### REQUEST
Write out the data verbatim, from the line containing "In this picture, where can the flower" down through the line containing "point(986, 831)", including both of those lines.

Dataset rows
========================================
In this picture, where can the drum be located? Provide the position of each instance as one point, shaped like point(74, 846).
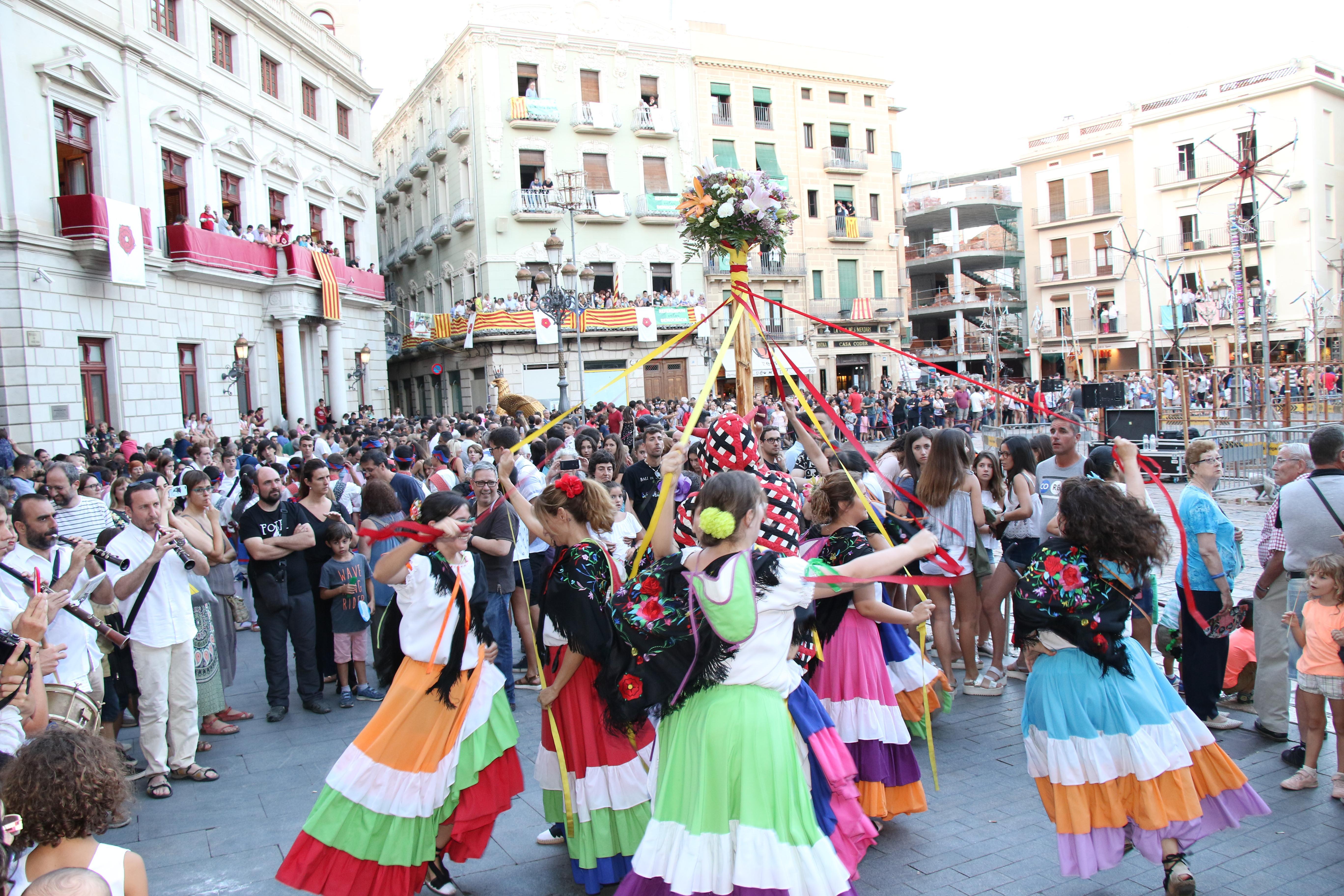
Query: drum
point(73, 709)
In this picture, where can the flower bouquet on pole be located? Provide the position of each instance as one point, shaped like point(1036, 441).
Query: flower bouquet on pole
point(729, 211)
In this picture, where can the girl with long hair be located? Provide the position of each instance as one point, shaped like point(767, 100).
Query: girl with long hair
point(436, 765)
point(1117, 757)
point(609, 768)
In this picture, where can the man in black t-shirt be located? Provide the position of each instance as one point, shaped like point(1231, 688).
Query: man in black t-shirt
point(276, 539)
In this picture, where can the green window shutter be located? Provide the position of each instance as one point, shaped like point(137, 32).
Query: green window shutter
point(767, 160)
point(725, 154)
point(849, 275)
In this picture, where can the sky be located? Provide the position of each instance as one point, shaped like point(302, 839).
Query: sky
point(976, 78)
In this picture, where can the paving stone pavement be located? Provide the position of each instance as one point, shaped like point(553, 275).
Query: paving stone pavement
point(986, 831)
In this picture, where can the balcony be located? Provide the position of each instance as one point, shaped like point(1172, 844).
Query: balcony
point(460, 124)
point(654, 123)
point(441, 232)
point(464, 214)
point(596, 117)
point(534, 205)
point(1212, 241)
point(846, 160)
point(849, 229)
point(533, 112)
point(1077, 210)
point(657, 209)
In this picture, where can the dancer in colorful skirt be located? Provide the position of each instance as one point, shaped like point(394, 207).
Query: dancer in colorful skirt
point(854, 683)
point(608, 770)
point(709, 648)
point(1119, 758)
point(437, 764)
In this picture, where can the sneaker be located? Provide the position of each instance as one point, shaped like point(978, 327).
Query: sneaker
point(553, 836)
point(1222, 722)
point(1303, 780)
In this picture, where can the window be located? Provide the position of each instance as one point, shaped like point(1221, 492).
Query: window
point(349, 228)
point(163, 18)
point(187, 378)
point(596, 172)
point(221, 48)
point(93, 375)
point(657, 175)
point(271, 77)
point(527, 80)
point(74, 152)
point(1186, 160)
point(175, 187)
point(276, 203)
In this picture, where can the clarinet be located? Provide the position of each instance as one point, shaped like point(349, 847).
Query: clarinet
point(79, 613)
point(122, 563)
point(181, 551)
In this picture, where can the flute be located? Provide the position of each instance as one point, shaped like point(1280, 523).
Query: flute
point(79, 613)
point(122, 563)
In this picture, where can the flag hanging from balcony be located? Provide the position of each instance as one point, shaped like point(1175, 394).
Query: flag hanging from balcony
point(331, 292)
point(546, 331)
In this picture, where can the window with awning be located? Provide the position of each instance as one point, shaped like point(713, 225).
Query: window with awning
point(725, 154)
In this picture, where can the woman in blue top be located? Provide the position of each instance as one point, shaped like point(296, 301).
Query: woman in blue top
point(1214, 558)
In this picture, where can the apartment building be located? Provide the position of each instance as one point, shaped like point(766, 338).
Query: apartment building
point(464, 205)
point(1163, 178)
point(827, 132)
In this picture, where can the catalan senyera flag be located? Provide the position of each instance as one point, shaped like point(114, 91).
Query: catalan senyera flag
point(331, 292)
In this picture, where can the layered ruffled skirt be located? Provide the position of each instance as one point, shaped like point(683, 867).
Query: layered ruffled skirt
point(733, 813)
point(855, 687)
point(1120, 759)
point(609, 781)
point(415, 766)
========================================
### SOLVED EXERCISE
In this picture, where can the flower bouquet on pole be located? Provide the position of each instance as one point, shaped like point(1036, 441).
Query: flower bouquet on pole
point(729, 211)
In this picture, where can the girl with long hair be located? Provide the position of each instance as one point, shaped like point(767, 100).
Query: girl with long hair
point(436, 765)
point(1117, 757)
point(609, 768)
In this picture, where can the man in black t-shirt be located? Provide the position of each instance as one point, shaped like point(1231, 688).
Query: man in black t-shirt
point(276, 539)
In this picture, where can the green window shutter be located? Provide the position of each instance as one point, shaped like point(137, 32).
Query: green window shutter
point(767, 160)
point(725, 154)
point(849, 275)
In this picture, where can the sky be located? Provide the position of each instance as one point, shaped like point(302, 839).
Query: sky
point(976, 78)
In this picture, where can the paving stone pavement be located? Provide the position of each instance as one point, shaped like point(553, 275).
Query: paving stone pavement
point(986, 831)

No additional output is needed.